The request → Can you reproduce each of the rows below word for word, without any changes?

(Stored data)

+---+

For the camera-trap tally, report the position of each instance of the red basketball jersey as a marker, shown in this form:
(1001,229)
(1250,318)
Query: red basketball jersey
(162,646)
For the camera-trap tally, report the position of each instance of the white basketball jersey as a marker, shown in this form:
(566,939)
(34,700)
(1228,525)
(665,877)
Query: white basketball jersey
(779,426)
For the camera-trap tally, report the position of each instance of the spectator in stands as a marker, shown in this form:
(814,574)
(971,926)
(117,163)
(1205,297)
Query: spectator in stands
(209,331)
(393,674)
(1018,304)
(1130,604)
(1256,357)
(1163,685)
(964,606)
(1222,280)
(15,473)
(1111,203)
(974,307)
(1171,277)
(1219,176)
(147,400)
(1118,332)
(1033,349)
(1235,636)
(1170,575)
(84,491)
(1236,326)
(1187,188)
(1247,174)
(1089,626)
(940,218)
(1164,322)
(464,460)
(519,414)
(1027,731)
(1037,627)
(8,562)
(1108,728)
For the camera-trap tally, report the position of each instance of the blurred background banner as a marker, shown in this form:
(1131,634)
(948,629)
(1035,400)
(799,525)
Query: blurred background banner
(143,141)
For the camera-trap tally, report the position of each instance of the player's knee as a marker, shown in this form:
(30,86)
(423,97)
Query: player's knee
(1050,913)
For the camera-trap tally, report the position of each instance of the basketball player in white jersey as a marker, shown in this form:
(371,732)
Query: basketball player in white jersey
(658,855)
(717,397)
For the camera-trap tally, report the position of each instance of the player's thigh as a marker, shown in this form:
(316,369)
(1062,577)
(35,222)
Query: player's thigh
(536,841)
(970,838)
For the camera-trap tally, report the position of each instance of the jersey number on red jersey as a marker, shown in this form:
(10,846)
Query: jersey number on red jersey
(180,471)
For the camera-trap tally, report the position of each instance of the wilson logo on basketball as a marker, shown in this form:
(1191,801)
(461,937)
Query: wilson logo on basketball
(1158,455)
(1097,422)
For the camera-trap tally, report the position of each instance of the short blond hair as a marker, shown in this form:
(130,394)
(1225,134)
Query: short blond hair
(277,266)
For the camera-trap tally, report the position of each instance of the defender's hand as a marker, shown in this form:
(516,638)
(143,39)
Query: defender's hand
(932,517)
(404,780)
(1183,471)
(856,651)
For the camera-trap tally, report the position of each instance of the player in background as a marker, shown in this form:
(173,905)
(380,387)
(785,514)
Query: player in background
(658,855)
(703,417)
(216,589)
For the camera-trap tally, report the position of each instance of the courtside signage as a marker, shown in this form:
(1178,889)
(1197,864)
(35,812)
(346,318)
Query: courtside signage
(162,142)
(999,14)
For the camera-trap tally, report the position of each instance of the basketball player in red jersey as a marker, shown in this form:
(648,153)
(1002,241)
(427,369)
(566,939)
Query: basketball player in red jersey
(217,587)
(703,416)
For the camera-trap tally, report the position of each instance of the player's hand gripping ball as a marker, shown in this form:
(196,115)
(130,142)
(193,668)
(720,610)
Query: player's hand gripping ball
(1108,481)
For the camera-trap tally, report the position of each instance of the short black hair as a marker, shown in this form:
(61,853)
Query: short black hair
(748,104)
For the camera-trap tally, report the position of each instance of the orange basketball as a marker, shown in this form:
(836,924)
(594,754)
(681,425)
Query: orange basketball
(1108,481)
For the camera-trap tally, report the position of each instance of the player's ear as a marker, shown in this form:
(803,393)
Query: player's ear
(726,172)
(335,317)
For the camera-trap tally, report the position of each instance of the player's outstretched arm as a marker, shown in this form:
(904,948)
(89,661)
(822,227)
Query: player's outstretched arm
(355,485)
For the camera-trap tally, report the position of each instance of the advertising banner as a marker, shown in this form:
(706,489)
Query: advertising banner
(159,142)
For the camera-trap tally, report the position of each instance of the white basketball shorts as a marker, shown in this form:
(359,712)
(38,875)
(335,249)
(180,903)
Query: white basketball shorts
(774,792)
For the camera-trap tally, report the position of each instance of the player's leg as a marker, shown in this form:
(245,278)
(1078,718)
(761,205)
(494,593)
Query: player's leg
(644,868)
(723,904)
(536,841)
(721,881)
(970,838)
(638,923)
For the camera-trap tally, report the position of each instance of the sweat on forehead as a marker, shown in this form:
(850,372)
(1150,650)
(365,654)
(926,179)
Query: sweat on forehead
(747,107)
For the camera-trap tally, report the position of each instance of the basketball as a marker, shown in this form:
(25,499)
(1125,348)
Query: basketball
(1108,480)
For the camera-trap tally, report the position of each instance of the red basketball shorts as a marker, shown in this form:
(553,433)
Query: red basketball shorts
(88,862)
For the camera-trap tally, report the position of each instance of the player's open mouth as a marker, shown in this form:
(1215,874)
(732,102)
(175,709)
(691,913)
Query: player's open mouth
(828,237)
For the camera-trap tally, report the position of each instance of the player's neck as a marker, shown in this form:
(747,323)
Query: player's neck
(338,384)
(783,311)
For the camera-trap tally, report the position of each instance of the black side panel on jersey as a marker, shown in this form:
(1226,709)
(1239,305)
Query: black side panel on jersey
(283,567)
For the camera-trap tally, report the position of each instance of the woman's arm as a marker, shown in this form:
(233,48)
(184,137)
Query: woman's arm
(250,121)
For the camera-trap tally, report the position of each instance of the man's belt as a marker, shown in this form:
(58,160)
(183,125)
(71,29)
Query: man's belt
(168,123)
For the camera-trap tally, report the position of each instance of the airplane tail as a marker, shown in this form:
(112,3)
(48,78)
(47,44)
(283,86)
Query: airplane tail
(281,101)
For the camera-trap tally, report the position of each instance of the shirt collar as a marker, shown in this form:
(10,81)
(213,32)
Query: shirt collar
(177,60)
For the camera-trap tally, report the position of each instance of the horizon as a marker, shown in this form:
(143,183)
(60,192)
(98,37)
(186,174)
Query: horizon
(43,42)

+---+

Answer →
For the camera-trap tally, report the position of each instance of the red basketball jersey as a marker, shown in this form:
(1001,229)
(1250,318)
Query: red basketball jersey
(162,646)
For the camera-trap tally, report the position of each instance of the white basketball jersey as a marker, shown in this form:
(566,939)
(34,700)
(1228,525)
(665,877)
Query: white basketball jersey
(779,426)
For the camera-trap tally, report the position of each instance of the spectator in stands as a marker, shown in this form:
(814,574)
(971,926)
(117,163)
(1205,297)
Query: spectator in stands
(209,331)
(393,674)
(1018,304)
(1130,604)
(1256,357)
(1163,685)
(964,606)
(1222,280)
(15,473)
(1111,203)
(974,307)
(1171,277)
(1219,176)
(147,400)
(1118,332)
(1033,349)
(1235,636)
(1170,575)
(84,491)
(1236,326)
(1187,188)
(1247,174)
(1089,626)
(940,218)
(1164,322)
(464,460)
(519,414)
(1027,731)
(1037,627)
(8,562)
(1108,728)
For the camera-trap tally, report the position of each instance of the blurred background banner as a marker, shown in this form:
(1131,634)
(948,629)
(1035,400)
(799,525)
Query: blurred background banner
(143,141)
For the camera-trap tally, report the position of each instance of the player's knee as a marker, shown in this form:
(30,86)
(423,97)
Query: player's knee
(1050,913)
For the camera-trap tally, report the position of each instance of the basketball player in white jersey as a marker, shown in this form:
(371,732)
Query: basketball player in white jersey
(658,855)
(717,397)
For the camera-trap tally, report the position of each instance of the player's thigh as a marker, shown in this form:
(316,369)
(1062,577)
(35,222)
Query: player's thigh
(536,841)
(970,838)
For the camera-trap tally, report the position of each instance of the jersey number on red jersey as a marker, shown in this form:
(10,846)
Query: jersey number on red jersey
(180,471)
For the camera-trap tally, report the position of each instance of the wilson logo on basketball as a marker, shown in this form:
(1191,801)
(461,937)
Query: wilson logo on basketball
(1158,455)
(1097,422)
For the camera-trap tally, report the position of each instance of the short blond hair as a marker, shown in this form:
(130,394)
(1225,134)
Query: short blond hair
(277,266)
For the camera-trap tally, report the position of each instance of the defender's hand as a marker, shown in this form:
(516,638)
(143,39)
Query: defender's hand
(932,517)
(404,780)
(1183,471)
(856,651)
For the camera-trap tally, report the position of each instance of the player in background as a marker, shown in this form:
(173,905)
(380,387)
(785,514)
Query: player in background
(658,855)
(703,417)
(216,589)
For the camera-trap tally, report the position of each instance of the courtside signage as a marker, shown in this form:
(1178,889)
(1197,864)
(35,812)
(346,318)
Query: courtside signage
(162,142)
(999,14)
For the camera-trap tally, report the position of each instance of the basketball player in red jersey as a marker, shown in this form:
(648,153)
(1002,241)
(427,369)
(566,939)
Query: basketball player in red jersey
(217,587)
(703,416)
For the camera-trap tally, report the position of each instance of the player's hand gripping ball as a marker, shown in this form:
(196,115)
(130,142)
(193,668)
(720,610)
Query: player's hand gripping ball
(1108,481)
For the camera-trap tally, report the position of each instance of the short black hair as a marker, shown in this form:
(61,853)
Query: short black hair
(748,104)
For the camera-trap tally, report the position of each instance of the orange basketball as a marker, shown in this form:
(836,924)
(594,754)
(681,425)
Query: orange basketball
(1108,481)
For the camera-trap tally, report the position of each instance of the player's ear as a marker, shown in this form:
(803,393)
Query: player's ear
(726,172)
(335,317)
For the camera-trap tally, report the position of each instance of the player's outstretched arm as a marker, shown in this form:
(904,948)
(89,661)
(822,227)
Query: player's outstretched arm
(355,485)
For the camera-trap tally, report the position of each instance of the advertising banner as a marker, shown in this form:
(706,489)
Query: advertising banner
(159,142)
For the camera-trap tally, report the position of each instance of the white basketball shorts as a marker, shown in this form:
(359,712)
(38,875)
(335,249)
(180,903)
Query: white basketball shorts
(774,792)
For the camera-trap tally, report the position of each instance of the player's leg as a marker, shown in this form:
(245,278)
(1078,718)
(761,205)
(494,593)
Query: player's leg
(644,868)
(723,904)
(536,841)
(721,881)
(970,838)
(638,923)
For the camera-trap tally, report the position of each instance of the sweat on forehead as a marker, shown in this form:
(850,372)
(1150,650)
(365,654)
(926,179)
Query: sweat on forehead
(747,107)
For the camera-trap tally, report the position of each instance of the basketball as a marker, shown in this form:
(25,499)
(1125,348)
Query: basketball
(1108,480)
For the camera-trap tally, report the position of each instance of the red basketball shorts as a marker, shown in this form:
(553,433)
Query: red basketball shorts
(88,862)
For the camera-trap tally, report the position of each instance of the player's open mouth as a marker, shown in this form:
(1215,874)
(732,102)
(175,709)
(691,913)
Query: player's open mouth
(828,237)
For the camera-trap tally, report the position of each instance of the player's neck as a marker, shown in this form:
(747,323)
Query: player's neck
(338,384)
(783,311)
For the camera-trap tally, report the position of each instance of the black side panel on jersey as a marker, shown in this form:
(1226,709)
(1239,305)
Query: black side panel on jersey
(283,567)
For the camera-trap tally, report the position of each instance of the woman's arm as a marker, shown in this form:
(233,48)
(184,137)
Query: woman's arm
(250,121)
For the camera-trap tally, report the position of each instance of the man's belt as a marker, shown in this form:
(58,160)
(183,125)
(71,29)
Query: man's belt
(168,123)
For the camera-trap tally, report the position of each instance of the airplane tail as a marker, shown in this form:
(112,3)
(48,78)
(47,44)
(283,86)
Query: airplane tail
(281,101)
For the camera-trap tally, report the position of each instance of the shirt collar as a marker, shown in this form:
(10,81)
(213,32)
Query: shirt collar
(177,60)
For the camera-trap tally, report the position of each instance of the horizon as a marker, shown in this form:
(143,183)
(60,192)
(98,37)
(186,174)
Query: horizon
(43,42)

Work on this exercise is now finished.